▶ [WORK REQUIRED]
In how many lines of the material below does the word "small" appear? Give only the number.

▶ [RECORDS FOR PROCESSING]
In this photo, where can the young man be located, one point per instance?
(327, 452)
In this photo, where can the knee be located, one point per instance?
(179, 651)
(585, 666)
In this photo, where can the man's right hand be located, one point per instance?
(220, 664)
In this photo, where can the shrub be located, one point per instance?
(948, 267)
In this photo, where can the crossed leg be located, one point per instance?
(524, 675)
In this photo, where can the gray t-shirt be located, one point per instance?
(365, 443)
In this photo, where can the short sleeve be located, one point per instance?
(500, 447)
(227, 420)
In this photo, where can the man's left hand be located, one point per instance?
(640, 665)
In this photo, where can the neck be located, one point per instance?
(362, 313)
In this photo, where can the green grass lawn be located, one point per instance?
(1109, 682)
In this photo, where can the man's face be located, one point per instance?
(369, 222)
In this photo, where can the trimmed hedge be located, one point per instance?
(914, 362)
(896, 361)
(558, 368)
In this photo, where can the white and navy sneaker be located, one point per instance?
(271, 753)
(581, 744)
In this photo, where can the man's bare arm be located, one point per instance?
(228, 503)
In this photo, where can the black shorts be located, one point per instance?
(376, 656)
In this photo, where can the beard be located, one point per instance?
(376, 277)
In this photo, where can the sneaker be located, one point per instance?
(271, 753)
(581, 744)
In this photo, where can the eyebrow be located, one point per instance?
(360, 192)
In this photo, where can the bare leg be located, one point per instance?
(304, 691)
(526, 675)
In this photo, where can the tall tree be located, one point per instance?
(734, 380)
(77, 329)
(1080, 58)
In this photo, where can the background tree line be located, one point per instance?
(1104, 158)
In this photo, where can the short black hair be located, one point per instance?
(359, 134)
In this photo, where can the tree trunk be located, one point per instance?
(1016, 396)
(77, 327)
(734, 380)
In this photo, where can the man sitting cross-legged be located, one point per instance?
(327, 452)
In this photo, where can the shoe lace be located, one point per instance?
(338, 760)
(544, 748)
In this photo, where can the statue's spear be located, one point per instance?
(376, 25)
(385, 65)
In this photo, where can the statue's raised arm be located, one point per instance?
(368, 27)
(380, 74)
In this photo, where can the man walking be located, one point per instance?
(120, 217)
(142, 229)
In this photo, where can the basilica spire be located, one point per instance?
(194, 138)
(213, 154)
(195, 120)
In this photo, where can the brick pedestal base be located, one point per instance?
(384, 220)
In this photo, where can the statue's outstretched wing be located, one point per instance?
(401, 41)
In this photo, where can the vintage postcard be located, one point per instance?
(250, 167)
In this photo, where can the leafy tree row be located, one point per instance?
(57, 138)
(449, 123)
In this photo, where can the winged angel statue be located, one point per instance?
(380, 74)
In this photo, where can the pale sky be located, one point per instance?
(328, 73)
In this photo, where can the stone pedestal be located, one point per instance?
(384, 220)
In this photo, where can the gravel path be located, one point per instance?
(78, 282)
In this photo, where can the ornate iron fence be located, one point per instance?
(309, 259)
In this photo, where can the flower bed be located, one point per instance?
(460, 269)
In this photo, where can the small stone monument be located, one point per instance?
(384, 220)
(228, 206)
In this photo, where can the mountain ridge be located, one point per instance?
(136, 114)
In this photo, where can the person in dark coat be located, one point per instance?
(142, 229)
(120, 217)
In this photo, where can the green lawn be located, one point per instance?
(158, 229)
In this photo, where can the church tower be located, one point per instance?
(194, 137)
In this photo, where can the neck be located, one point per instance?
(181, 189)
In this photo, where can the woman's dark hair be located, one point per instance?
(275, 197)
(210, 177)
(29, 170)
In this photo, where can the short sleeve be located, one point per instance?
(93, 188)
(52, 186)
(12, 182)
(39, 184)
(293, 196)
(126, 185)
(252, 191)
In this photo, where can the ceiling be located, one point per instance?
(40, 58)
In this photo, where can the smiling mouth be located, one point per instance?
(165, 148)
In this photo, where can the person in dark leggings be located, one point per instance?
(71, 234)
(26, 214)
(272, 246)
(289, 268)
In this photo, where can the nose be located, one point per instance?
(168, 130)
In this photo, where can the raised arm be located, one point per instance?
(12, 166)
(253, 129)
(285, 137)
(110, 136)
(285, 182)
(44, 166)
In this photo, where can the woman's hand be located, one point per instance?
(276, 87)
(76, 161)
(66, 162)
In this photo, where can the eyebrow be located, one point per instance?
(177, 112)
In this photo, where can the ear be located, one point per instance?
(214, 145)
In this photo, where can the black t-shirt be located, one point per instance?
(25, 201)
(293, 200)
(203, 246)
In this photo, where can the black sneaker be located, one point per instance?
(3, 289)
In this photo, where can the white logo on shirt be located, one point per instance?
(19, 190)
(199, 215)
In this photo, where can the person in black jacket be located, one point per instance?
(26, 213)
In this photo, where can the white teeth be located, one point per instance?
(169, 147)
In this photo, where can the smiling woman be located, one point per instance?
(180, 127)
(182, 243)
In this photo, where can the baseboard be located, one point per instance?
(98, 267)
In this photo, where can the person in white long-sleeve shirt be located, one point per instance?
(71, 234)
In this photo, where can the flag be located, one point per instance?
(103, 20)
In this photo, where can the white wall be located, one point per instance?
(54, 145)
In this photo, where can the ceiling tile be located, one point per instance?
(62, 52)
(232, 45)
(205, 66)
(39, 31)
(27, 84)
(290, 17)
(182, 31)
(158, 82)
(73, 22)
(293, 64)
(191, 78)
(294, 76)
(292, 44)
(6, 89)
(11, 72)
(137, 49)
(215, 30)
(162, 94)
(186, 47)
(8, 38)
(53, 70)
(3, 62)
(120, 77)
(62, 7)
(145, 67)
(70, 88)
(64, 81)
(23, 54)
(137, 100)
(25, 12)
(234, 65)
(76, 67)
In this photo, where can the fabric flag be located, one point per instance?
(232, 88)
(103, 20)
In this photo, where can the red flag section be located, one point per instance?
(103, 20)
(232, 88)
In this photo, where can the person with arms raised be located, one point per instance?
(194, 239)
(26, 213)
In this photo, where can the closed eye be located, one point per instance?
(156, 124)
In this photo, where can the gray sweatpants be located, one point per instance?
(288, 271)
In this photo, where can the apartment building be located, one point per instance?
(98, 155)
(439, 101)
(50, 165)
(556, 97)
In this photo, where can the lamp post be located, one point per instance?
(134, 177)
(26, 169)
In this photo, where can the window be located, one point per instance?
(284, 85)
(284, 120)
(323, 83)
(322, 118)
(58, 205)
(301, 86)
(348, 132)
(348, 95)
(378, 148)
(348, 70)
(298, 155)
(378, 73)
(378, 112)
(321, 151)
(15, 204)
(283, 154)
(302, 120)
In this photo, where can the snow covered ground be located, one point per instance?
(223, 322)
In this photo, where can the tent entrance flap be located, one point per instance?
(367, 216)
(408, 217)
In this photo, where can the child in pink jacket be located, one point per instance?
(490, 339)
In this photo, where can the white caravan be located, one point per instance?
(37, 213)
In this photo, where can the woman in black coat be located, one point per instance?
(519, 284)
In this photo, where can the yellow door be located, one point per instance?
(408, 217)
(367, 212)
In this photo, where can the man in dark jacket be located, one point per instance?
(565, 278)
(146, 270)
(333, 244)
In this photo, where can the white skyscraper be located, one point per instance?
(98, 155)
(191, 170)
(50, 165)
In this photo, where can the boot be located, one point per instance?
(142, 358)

--

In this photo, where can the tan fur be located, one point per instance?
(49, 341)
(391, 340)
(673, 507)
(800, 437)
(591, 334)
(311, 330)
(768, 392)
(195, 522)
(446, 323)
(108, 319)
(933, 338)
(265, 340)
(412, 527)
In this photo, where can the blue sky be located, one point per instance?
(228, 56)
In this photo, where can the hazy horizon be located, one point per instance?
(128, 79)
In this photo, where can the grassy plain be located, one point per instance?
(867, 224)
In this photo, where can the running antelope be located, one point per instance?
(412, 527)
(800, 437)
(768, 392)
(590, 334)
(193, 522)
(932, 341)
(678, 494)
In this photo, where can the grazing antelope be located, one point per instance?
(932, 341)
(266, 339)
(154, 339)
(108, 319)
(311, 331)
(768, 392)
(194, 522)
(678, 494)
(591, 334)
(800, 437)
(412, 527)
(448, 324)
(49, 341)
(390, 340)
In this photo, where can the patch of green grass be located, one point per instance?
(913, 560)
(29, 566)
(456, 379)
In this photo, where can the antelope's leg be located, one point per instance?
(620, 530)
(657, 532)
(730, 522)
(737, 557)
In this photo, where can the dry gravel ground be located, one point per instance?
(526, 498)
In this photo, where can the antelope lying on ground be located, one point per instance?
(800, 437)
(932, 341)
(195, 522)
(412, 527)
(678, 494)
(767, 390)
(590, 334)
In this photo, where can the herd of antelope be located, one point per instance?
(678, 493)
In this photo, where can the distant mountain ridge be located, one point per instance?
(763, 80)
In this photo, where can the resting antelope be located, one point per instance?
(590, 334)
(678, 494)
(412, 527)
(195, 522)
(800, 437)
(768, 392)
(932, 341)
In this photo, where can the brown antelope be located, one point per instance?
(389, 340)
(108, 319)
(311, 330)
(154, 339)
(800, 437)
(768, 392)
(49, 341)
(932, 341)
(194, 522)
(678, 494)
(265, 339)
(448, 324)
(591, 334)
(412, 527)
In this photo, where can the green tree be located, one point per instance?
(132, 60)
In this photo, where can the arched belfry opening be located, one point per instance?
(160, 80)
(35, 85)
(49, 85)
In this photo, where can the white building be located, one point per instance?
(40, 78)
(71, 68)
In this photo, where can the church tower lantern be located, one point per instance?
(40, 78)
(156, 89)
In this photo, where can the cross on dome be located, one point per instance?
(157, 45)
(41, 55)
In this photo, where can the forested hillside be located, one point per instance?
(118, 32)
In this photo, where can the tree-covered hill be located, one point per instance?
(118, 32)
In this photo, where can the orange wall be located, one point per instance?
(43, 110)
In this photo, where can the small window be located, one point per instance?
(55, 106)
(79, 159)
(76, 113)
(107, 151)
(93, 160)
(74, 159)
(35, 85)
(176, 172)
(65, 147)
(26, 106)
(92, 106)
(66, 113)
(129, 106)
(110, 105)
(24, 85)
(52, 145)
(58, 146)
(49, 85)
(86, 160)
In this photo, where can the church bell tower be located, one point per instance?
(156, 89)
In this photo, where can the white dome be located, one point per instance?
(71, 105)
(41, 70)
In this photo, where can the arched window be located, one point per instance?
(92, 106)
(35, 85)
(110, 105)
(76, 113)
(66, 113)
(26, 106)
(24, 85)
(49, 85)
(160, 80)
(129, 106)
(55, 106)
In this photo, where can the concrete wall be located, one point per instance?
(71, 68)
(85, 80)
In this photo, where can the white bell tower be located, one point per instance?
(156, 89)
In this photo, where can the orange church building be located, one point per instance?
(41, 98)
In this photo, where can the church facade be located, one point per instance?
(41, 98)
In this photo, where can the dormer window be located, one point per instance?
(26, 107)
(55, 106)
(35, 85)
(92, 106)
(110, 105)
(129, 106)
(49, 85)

▶ [FINISHED TASK]
2